» **Task instructions**
1. Please translate this sentence from the gym analogy about light and co2 for plants into Spanish: "Pretend that light is like a personal trainer at the gym, the plant is you, and co2 is your high calorie meal replacement protein shakes."
2. Carry the gym analogy about light and co2 for plants forward from its final sentence.
───── Extracted text
Pretend that light is like a personal trainer at the gym, the plant is you, and co2 is your high calorie meal replacement protein shakes.
If you get the toughest personal trainer who forces you to lift weights for 4 hours a day at the highest intensity (high light), you're going to need a lot of protein shakes (co2) and nutrition (ferts) to build muscle and stay healthy (plant mass).
But let's say they take away your protein shakes (no-co2) and still force you to lift weights 4 hours a day high intensity (high light). You'll still build some muscle for a while (plant mass), but your body is going to have to start eating its fat reserves to keep going (unhealthy older plant growth). If you keep this up too long, you're going to be protein starved (co2 deficient), and you're going to be really unhealthy (dead/dying/weak old plant growth). Plus, some of the other people at the gym who aren't working out as hard (algae) don't need the extra protein shakes, so they are making gains while you suffer.

If you decide to push the limits of what's reasonable, you could try to do a medium intensity workout (medium light) with a 1 protein shake regimen (atmospheric c02), but you're still probably not going to meet your body's needs long term, and you won't be your healthiest. Plus, those other low-intensity people at the gym still have a chance to outperform.
──────────
───── Exercise data
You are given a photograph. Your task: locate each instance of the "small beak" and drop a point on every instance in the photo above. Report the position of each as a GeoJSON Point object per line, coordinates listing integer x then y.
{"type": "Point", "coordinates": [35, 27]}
──────────
» **Per-task answers**
1. Imagina que la luz es como un entrenador personal en el gimnasio, la planta eres tú y el co2 son tus batidos de proteína sustitutivos de comidas con alto contenido calórico.

2.
Or you could get a really relaxed personal trainer who only makes you do a few repetitions a day (low light), and you always get to have 1 protein shake afterwards (atmospheric c02). You'll still build muscle mass (plant mass), but it will just take a long time, as long as your goals (types of plants you want to grow) are realistic. Like, if you want to look like Hafţór Júlíus Björnsson (high-light plant), you will NOT get there without using high-light (and co2 and ferts).



So, when plants are "sold/described as med. light plants that don't necessarily require CO2," that's probably not the whole story. Just because they grow better with medium light does not mean that they will grow healthy and stay healthy long-term without c02 under medium light.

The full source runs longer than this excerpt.